== Testo estratto ==
____

Sentenza di Cassazione Civile Sez. 5 Num. 7493 Anno 2025
Civile Sent. Sez. 5 Num. 7493 Anno 2025
Presidente: COGNOME NOME
Relatore: COGNOME
Data pubblicazione: 20/03/2025
SENTENZA
sul ricorso iscritto al n. 4131/2021 R.G., proposto
DA
NOME NOME COGNOME, rappresentata e difesa dall’Avv. NOME COGNOME, con studio in Lamezia Terme (CZ) (indirizzo pec per notifiche e comunicazioni del presente procedimento: EMAIL ), elettivamente domiciliata presso l’Avv. NOME COGNOME, con studio in Roma, giusta procura in calce al ricorso introduttivo del presente procedimento;
RICORRENTE
CONTRO
RAGIONE_SOCIALE con sede in Maida (CZ), in persona dell’amministratore unico pro tempore ;
INTIMATA
E
Comune di Gizzeria (GZ), in persona del Sindaco pro tempore ;
INTIMATO
TARSU TIA TARI INGIUNZIONE DI PAGAMENTO CONTESTAZIONE DELLA PROCEDURA DI AFFIDAMENTO DEL SERVIZIO DI ACCERTAMENTO E RISCOSSIONE
avverso la sentenza depositata dalla Commissione tributaria regionale per la Calabria il 23 giugno 2020, n. 1237/02/2020; udito il P.M., nella persona del Sostituto Procuratore Generale, Dott. NOME COGNOME che ha concluso per la dichiarazione di estinzione del procedimento;
dato atto che nessuno è comparso per la ricorrente;
FATTI DI CAUSA
NOME COGNOME ha proposto ricorso per la cassazione della sentenza depositata dalla Commissione tributaria regionale per la Calabria il 23 giugno 2020, n. 1237/02/2020, la quale, in controversia avente ad oggetto l’impugnazione di ingiunzione di pagamento n. NUMERO_DOCUMENTO notificatale l ‘1 dicembre 2015 per l’importo complessivo di € 676,88 dalla ‘ RAGIONE_SOCIALE, in qualità di concessionaria del servizio di accertamento e riscossione dei tributi per conto del Comune di Gizzeria (CZ), in dipendenza di avviso di accertamento per omesso versamento del l’ICI relativa all’anno 2007 con riferimento ad un terreno ubicato nel territorio comunale, ha rigettato l’appello proposto da lla medesima nei confronti della RAGIONE_SOCIALE e del Comune di Gizzeria (CZ) avverso la sentenza depositata dalla Commissione tributaria provinciale di Catanzaro il 29 maggio 2018, n. 1479/01/2018, con condanna alla rifusione delle spese giudiziali.

____

== Consegna ==
Elenca tutte le date distinte, con giorno, mese e anno, presenti nella sentenza della Cassazione.

== Estratto dei dati ==

____

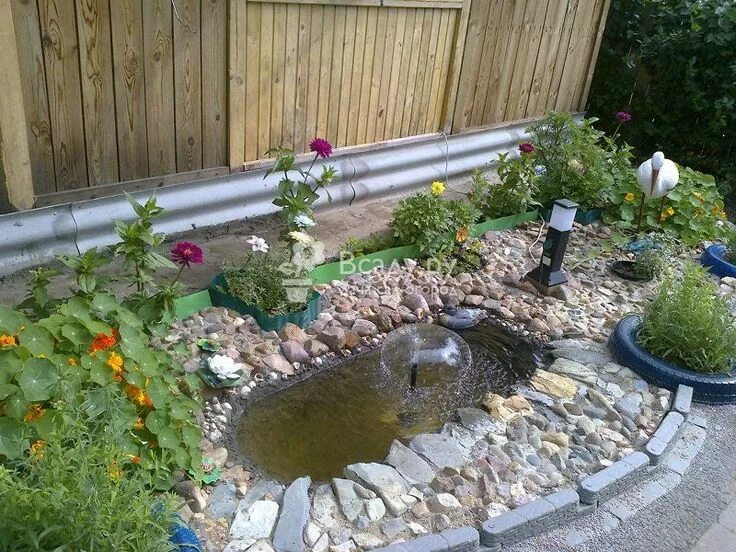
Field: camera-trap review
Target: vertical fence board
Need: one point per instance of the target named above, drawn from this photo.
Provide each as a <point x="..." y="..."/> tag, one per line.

____

== Esercizio svolto ==
- 20/03/2025
- 23 giugno 2020
- 1 dicembre 2015
- 29 maggio 2018